§ WHAT THE TASK ASKS
From the passage on Rhodes and British politics, reproduce verbatim the section that opens with the words containing "British politics was" and closes with "10 000 pounds.".

§ PAGE EXCERPT
* * * * * * * * *
British politics was important. There were the two great parties, the Tories and the Liberals, but with the Irish Home Rule party in third place and able to put a spanner in the works. The Irishmen were bought off with 10 000 pounds.

For the two big parties Rhodes thought that having a pair of dukes would add tone to his venture, and dukes then needed a lot of money. The Marques of Salisbury, on retirement as Prime Minister, turned down the upgrade to duke he was entitled to because he “could not afford” the lifestyle. Later King George V’s cousin, Admiral of the Fleet Prince Louis of Battenberg, turned down a dukedom when converting himself to the head of the English Mountbattens because he “could not afford” the lifestyle.
* * * * * * * * *
§ EXCERPTED RECORDS
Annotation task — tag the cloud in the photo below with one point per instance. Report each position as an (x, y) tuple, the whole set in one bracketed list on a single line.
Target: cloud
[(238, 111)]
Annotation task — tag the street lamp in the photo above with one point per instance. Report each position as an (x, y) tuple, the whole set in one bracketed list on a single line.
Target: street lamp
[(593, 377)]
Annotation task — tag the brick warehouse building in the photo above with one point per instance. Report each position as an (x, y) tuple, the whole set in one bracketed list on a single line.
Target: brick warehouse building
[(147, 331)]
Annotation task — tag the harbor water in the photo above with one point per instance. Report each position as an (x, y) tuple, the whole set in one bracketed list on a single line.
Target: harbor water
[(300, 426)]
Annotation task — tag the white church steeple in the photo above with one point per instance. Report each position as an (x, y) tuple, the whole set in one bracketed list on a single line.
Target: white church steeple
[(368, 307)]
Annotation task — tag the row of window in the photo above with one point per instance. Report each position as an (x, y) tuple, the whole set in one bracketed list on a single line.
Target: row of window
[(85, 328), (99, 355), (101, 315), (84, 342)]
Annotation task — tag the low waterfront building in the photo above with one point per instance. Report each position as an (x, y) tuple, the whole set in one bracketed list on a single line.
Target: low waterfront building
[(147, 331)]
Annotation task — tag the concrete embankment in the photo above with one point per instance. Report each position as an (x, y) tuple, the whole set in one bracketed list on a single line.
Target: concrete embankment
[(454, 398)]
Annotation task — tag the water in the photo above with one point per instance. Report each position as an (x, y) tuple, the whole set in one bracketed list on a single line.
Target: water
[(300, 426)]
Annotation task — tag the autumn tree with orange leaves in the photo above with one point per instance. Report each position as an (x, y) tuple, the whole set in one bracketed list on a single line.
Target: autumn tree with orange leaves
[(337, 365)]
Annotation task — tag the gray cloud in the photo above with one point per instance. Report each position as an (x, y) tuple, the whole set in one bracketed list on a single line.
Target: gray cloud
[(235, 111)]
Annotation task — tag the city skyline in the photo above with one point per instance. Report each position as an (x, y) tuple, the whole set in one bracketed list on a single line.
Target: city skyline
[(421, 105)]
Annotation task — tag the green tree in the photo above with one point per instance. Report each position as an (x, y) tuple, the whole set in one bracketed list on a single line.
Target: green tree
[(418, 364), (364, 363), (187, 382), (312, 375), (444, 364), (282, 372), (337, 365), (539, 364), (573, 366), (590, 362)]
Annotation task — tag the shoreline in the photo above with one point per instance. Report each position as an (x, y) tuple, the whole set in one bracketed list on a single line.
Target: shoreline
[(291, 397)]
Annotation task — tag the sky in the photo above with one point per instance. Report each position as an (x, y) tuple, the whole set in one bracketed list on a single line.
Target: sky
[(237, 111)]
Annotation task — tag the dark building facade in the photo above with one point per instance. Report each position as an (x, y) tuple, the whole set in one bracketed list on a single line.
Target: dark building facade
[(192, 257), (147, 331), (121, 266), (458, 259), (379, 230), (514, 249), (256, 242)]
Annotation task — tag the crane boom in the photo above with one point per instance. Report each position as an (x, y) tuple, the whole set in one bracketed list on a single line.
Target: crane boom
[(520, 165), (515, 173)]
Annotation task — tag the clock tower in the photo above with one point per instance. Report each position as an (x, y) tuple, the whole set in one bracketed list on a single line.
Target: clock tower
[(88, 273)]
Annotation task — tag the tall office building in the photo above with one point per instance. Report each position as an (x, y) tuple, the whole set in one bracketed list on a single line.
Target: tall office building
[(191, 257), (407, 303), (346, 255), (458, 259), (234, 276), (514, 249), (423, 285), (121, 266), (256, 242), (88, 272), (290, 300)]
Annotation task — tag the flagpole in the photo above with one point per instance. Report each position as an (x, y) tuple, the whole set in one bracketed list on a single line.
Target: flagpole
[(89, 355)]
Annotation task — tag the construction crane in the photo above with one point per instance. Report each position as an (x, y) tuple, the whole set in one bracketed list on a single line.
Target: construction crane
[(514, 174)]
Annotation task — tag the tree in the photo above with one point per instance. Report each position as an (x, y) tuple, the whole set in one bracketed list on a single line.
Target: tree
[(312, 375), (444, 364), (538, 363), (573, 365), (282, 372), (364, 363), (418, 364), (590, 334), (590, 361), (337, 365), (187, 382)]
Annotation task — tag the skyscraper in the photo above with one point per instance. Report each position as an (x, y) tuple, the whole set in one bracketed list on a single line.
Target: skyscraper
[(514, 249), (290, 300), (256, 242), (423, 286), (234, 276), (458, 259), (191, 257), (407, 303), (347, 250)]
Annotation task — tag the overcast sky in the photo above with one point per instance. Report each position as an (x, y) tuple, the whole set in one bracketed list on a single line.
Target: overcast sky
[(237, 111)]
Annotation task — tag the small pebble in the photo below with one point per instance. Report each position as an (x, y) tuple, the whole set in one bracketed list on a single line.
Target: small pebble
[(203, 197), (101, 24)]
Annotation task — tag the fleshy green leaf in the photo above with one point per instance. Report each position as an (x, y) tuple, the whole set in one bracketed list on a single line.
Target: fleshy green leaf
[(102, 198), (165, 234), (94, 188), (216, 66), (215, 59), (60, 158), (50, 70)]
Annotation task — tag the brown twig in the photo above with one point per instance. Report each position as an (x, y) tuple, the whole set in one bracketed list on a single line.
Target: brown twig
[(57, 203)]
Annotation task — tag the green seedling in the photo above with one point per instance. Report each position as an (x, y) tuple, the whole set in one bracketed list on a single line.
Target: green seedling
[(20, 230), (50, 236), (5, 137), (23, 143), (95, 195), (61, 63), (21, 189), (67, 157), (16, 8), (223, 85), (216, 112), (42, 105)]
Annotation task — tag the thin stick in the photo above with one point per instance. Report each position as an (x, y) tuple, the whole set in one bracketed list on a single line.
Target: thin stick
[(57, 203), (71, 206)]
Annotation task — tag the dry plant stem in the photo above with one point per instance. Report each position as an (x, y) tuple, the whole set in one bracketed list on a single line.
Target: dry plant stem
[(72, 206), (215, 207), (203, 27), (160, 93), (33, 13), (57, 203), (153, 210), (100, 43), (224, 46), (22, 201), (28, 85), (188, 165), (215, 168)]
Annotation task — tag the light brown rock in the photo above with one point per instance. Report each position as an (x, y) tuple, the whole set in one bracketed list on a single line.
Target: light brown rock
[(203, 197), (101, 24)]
* * * * * * * * *
§ RESULT FOR THIS TASK
British politics was important. There were the two great parties, the Tories and the Liberals, but with the Irish Home Rule party in third place and able to put a spanner in the works. The Irishmen were bought off with 10 000 pounds.